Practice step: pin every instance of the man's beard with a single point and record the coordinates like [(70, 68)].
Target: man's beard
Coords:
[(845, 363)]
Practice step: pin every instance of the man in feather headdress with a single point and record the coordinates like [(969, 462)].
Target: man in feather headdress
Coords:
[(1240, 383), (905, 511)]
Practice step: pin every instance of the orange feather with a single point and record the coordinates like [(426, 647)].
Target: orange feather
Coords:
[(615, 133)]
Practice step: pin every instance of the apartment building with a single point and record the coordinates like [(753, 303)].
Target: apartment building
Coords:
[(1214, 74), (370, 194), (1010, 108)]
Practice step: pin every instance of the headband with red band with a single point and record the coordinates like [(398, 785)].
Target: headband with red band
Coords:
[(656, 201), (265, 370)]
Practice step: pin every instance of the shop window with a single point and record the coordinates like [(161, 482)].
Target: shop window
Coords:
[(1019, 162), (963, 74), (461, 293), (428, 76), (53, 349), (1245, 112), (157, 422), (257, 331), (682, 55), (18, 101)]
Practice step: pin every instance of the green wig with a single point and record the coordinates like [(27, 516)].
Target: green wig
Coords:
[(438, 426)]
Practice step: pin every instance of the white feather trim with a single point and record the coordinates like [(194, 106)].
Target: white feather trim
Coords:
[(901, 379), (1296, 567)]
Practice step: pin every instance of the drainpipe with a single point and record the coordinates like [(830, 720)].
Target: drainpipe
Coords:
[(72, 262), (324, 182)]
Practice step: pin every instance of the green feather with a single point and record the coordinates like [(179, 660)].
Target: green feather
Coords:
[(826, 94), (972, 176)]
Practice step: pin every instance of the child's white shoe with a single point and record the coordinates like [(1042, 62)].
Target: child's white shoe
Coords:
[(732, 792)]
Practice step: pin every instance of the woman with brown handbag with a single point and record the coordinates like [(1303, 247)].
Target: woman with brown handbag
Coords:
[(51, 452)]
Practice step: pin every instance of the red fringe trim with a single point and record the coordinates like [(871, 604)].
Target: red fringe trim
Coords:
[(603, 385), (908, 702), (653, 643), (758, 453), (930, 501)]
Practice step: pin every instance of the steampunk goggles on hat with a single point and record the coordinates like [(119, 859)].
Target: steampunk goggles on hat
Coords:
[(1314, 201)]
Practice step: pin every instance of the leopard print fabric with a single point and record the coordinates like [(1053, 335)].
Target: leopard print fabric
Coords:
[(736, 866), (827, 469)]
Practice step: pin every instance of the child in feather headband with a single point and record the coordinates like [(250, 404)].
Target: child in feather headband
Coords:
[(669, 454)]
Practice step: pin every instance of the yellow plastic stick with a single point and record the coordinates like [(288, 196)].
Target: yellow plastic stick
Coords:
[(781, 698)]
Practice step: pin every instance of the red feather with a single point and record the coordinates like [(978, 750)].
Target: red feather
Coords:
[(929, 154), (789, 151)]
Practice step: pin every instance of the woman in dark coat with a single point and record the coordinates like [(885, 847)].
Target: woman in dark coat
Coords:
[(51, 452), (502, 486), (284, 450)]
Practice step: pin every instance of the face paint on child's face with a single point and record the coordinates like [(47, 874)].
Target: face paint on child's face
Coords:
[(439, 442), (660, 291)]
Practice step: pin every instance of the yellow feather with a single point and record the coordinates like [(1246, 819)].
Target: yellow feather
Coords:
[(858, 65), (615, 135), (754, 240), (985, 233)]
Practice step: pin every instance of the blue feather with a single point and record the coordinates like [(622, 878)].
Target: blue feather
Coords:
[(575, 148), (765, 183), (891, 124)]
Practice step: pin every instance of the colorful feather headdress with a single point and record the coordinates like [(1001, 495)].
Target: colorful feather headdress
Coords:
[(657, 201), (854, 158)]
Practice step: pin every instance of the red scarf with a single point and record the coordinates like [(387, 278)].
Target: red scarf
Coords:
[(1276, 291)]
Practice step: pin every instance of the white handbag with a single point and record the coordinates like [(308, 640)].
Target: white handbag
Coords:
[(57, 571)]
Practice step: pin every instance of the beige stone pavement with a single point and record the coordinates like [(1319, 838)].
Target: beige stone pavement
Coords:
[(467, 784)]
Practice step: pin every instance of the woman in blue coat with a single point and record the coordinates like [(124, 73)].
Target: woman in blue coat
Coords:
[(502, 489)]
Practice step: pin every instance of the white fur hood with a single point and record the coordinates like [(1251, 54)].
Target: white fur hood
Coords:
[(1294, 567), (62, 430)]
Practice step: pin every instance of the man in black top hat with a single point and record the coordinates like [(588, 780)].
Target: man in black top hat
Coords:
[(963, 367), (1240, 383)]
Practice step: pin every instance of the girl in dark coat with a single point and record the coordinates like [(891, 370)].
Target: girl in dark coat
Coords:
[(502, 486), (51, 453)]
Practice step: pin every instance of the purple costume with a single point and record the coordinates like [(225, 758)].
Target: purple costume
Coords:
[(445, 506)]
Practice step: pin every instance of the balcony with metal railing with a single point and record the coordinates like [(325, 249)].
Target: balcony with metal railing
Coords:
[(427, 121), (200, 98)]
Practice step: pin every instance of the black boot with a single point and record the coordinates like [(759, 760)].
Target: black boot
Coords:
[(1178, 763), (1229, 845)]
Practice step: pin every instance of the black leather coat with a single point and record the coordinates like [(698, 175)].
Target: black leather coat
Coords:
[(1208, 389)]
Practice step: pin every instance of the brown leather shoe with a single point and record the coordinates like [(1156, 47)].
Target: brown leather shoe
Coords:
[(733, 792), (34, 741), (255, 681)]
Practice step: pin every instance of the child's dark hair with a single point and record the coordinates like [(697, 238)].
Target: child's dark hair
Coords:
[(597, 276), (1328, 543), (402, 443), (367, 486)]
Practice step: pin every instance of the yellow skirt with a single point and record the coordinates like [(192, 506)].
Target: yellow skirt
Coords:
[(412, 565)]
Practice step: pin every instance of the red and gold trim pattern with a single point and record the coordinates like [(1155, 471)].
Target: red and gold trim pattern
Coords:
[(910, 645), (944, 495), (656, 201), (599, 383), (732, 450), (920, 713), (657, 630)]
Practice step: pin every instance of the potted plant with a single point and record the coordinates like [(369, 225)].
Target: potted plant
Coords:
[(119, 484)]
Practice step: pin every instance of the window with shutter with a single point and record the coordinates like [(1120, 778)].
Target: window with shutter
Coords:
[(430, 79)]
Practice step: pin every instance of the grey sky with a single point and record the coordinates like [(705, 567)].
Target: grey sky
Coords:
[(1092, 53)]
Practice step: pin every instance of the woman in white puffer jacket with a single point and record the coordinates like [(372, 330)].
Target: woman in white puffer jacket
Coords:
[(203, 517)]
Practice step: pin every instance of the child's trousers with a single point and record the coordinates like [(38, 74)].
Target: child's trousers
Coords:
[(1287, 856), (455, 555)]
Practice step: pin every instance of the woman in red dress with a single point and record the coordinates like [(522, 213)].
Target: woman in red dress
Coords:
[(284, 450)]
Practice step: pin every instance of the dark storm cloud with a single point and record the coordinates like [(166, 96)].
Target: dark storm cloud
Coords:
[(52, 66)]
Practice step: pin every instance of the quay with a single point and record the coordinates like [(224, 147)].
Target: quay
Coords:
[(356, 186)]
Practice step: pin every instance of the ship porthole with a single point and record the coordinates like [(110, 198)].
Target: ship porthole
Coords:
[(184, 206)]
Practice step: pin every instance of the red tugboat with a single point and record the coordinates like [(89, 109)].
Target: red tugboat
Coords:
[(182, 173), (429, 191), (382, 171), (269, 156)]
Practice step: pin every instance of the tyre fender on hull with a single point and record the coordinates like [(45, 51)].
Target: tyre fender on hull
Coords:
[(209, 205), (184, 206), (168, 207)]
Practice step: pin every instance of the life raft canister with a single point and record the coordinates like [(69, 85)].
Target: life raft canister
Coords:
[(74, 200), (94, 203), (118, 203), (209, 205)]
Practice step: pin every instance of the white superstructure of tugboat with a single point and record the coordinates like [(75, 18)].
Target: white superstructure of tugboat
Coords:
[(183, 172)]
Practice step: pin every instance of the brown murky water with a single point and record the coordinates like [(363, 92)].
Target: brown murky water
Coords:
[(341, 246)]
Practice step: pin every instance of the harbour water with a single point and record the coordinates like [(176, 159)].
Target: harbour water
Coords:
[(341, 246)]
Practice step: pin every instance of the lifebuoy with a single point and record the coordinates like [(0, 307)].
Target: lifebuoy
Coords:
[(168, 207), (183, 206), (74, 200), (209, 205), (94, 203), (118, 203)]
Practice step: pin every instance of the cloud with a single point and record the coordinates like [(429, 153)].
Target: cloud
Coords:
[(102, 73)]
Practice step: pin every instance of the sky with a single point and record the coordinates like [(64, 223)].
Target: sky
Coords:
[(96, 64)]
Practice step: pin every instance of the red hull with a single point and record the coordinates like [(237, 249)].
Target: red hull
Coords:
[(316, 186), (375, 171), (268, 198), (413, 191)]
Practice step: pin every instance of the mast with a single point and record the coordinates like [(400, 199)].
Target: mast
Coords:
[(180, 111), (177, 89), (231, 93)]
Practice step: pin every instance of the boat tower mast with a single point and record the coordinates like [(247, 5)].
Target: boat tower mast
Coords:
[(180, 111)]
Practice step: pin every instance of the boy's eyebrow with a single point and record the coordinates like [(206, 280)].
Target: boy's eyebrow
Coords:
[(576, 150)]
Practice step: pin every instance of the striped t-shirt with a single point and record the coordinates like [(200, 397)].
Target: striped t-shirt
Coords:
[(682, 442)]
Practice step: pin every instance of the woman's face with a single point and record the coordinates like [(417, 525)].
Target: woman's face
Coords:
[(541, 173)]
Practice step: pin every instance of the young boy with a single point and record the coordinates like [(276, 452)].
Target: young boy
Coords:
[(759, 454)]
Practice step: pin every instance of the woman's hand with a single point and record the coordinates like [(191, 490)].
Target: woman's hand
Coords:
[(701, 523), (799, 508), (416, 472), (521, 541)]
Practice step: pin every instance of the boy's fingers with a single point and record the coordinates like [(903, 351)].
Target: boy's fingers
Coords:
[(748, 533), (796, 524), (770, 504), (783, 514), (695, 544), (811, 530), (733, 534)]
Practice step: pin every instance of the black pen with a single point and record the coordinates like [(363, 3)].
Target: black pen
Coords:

* * * *

Aim of the task
Would you please show every line of the material above that includes the string "eyebrow"?

Problem solution
Practice step: pin every instance of the boy's eyebrow with a single point and record the coordinates like [(206, 280)].
Target: boy's eyebrow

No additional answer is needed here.